:: What is being asked ::
Pick out every line in the items below that contains the word "petal", matching case exactly, and copy each such line.

┌──

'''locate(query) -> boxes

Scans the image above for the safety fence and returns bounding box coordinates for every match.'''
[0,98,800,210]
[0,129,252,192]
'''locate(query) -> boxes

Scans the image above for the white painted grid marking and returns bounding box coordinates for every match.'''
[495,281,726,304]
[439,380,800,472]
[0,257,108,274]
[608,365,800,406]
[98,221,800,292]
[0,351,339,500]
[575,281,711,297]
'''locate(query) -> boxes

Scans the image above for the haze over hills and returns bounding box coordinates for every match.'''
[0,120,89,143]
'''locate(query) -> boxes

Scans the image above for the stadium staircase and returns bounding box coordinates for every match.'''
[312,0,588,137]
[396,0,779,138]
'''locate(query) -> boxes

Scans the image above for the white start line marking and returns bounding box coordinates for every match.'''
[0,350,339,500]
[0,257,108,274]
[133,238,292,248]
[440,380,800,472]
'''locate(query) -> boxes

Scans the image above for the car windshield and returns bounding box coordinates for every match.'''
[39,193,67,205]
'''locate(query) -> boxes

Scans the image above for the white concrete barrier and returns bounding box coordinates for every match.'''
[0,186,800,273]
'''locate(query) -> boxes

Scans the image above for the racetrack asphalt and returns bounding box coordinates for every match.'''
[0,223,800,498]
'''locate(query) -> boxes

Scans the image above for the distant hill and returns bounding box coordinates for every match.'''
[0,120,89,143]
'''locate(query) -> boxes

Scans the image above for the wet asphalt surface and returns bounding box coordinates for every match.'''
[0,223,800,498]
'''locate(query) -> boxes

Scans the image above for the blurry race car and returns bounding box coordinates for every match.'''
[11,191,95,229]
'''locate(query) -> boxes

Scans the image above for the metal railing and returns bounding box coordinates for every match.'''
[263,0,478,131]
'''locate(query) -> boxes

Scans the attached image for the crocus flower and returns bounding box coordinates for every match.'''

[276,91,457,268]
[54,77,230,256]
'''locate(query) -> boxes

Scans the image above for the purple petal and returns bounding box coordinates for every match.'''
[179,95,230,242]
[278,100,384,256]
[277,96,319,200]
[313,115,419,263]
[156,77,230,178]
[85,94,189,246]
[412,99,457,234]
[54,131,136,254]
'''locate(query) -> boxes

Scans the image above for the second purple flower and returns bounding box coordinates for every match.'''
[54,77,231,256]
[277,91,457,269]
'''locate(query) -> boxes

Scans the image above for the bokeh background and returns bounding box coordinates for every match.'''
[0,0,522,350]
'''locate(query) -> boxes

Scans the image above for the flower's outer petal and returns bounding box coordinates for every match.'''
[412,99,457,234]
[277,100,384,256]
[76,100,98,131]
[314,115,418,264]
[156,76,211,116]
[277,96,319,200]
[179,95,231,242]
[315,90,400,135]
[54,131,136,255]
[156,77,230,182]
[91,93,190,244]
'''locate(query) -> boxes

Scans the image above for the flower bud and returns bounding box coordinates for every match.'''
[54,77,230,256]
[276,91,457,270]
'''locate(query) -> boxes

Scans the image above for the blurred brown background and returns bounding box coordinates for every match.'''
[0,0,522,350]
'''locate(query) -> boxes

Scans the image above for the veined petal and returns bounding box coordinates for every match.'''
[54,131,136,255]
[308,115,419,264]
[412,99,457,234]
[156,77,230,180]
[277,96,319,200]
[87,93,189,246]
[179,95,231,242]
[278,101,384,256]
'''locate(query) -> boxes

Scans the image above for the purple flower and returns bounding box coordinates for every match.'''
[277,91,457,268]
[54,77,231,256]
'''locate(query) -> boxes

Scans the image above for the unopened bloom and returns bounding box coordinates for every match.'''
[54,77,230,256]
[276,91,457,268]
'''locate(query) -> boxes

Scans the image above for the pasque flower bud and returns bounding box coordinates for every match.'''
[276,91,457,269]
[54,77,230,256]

└──
┌──

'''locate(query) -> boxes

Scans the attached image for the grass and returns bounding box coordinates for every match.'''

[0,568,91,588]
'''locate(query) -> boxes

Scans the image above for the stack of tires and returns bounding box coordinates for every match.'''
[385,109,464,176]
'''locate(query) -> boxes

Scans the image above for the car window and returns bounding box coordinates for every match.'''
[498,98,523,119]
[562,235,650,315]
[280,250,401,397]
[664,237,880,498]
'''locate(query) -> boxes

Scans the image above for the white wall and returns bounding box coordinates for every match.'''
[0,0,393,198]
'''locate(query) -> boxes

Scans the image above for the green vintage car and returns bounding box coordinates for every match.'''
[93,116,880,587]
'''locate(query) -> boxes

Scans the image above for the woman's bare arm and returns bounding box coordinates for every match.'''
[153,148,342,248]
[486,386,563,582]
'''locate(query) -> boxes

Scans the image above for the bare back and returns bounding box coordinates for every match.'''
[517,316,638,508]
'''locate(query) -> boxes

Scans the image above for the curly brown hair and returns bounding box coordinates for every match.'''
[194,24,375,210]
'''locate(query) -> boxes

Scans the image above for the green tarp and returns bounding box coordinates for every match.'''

└──

:: The solution ::
Scans the image above for the purple petal and returns bounding box coordinates for every match.'''
Scans the image above for the flower's outer petal and returns bounding box coordinates for every match.'''
Scans the image above for the veined petal and returns bounding box coordinates for every match.'''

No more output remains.